* _What is being asked_:
Each record in the material below must be written out again exactly.

-=-=-=-=-

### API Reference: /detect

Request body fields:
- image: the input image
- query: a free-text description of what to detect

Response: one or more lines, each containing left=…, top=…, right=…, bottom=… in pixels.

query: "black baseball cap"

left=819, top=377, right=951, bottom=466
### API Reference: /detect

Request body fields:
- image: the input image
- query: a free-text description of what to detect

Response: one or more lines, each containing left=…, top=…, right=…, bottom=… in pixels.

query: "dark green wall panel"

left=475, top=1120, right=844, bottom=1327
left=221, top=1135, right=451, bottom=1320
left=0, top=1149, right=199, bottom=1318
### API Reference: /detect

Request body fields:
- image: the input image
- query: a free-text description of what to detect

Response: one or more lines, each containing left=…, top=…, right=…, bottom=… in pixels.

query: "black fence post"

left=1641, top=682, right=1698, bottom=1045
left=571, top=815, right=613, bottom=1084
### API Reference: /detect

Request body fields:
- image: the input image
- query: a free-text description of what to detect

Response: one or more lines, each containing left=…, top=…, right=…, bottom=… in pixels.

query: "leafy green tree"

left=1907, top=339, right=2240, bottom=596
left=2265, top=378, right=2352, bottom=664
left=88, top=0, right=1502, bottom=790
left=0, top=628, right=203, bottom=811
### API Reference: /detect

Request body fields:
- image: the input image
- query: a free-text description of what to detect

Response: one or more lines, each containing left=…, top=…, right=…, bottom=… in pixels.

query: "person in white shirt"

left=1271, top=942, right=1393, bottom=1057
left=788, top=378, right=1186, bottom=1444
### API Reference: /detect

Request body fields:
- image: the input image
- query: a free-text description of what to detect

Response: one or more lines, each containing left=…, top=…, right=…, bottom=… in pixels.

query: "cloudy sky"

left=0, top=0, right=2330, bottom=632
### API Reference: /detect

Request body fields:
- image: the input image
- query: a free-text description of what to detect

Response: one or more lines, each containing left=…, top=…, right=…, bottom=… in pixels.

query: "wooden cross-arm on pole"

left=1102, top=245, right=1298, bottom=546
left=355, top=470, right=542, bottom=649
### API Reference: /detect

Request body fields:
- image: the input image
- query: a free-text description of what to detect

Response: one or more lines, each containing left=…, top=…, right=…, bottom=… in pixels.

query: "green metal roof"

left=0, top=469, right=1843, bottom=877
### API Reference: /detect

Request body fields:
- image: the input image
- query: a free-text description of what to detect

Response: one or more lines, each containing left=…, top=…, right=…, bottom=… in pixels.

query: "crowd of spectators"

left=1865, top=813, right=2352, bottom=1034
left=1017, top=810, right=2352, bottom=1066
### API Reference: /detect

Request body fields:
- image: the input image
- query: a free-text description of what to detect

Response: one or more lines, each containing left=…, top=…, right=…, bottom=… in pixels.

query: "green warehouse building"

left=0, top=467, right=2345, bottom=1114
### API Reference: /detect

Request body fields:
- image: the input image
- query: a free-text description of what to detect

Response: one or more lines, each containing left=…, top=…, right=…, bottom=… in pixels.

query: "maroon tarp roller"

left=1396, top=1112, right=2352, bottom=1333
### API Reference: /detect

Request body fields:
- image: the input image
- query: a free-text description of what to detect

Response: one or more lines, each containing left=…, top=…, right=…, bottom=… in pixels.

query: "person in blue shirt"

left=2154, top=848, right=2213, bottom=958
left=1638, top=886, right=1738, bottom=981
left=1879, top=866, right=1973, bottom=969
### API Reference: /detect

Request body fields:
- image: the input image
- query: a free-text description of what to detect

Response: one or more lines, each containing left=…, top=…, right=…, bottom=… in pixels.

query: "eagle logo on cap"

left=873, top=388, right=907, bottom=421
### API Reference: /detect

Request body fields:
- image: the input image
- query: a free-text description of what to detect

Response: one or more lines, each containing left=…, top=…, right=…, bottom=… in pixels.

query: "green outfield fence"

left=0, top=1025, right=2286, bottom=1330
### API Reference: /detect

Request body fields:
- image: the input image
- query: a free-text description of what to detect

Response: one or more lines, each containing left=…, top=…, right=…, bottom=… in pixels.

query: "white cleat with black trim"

-=-=-=-=-

* _Exercise solution_:
### API Reference: /detect

Request body fields:
- image: the input image
- query: a free-text description of what to detect

Response: one or more lines, each containing left=…, top=…, right=…, bottom=… in pixels.

query: "black baseball cap"

left=819, top=377, right=951, bottom=466
### API Reference: /detect

Request body fields:
- image: the input image
- query: a free-text description of what to detect

Response: one or more lines, each containing left=…, top=…, right=…, bottom=… in pixels.

query: "dark green wall panel"

left=475, top=1120, right=844, bottom=1327
left=221, top=1135, right=451, bottom=1320
left=0, top=1149, right=199, bottom=1318
### API Reference: /detect

Request body fields:
- image: the input image
- query: a free-text description of what to detect

Response: one or more lines, each containing left=…, top=…, right=…, bottom=… in pixels.

query: "black fence post"

left=1641, top=682, right=1698, bottom=1045
left=571, top=815, right=613, bottom=1084
### API Reference: /detect

Request body fields:
- image: the input image
- query: a free-text description of what to detect

Response: one or more lines, each containing left=…, top=…, right=…, bottom=… in pixels.

query: "leafy green tree"

left=1907, top=339, right=2240, bottom=596
left=2265, top=378, right=2352, bottom=664
left=88, top=0, right=1502, bottom=790
left=0, top=628, right=203, bottom=811
### API Reference: /detect

Request body fields:
- image: the input image
- query: a free-text description of what to detect

Response: one or more lines, each containing left=…, top=…, right=…, bottom=… in pixels.

query: "person in white shirt"

left=1271, top=942, right=1393, bottom=1057
left=788, top=378, right=1186, bottom=1444
### API Reference: /detect

Request body fields:
- image: the input image
- query: a free-text description of what to detect

Response: one or more lines, each containing left=…, top=…, right=…, bottom=… in pixels.

query: "cloudy sky"

left=0, top=0, right=2330, bottom=632
### API Reference: /detect

Request body fields:
- image: the input image
- query: a free-text description of what to detect

Response: one or more lines, each containing left=…, top=…, right=…, bottom=… in pixels.

query: "wooden cross-arm on pole"

left=1102, top=245, right=1298, bottom=546
left=355, top=470, right=542, bottom=649
### API Reference: /detect

Request body fields:
- image: the input image
- query: a free-text description of what to detect

Response: one or more lines, each containing left=…, top=…, right=…, bottom=… in pixels.

query: "green metal roof"

left=0, top=469, right=1843, bottom=877
### API Reference: /detect

Request body fields:
- image: the input image
- query: a free-text description of what to detect

Response: one or more lines, each containing left=…, top=…, right=…, bottom=… in pixels.

query: "crowd of spectators"

left=1865, top=813, right=2352, bottom=1034
left=1017, top=810, right=2352, bottom=1066
### API Reference: /detect

Request body fields:
- image: the input image
- query: a free-text description of what to detect

Response: one or more lines, each containing left=…, top=…, right=…, bottom=… in pixels.

query: "green warehouse building"

left=0, top=467, right=2345, bottom=1114
### API Reference: /detect

Request body fields:
- image: the input image
- query: a free-text description of what to detect

Response: one or more lines, each containing left=…, top=…, right=…, bottom=… in pixels.

query: "maroon tarp roller"

left=1396, top=1112, right=2352, bottom=1333
### API Reference: /detect

Request body fields:
- image: the input image
- query: a free-text description of what to detect

Response: one or more lines, each containing left=…, top=…, right=…, bottom=… in pixels.

query: "person in blue shirt"

left=2154, top=848, right=2213, bottom=958
left=1638, top=886, right=1738, bottom=981
left=1879, top=866, right=1973, bottom=969
### API Reference: /detect

Request body fields:
- image: the input image
- query: a free-text description of what to detect

Response: one or more lines, each containing left=…, top=…, right=…, bottom=… in pixels.

query: "eagle logo on cap"

left=873, top=388, right=907, bottom=421
### API Reference: /detect

Request body fields:
- image: the input image
- query: a free-text description of what to detect

Response: one or more lines, each containing left=…, top=…, right=…, bottom=… in pixels.

query: "green outfield fence"

left=0, top=1025, right=2286, bottom=1330
### API Reference: /detect

Request body fields:
- image: the input image
- query: a free-text description of what to detect

Response: one or more lines, each containing left=…, top=…, right=…, bottom=… in pixels.

query: "white cleat with black trim"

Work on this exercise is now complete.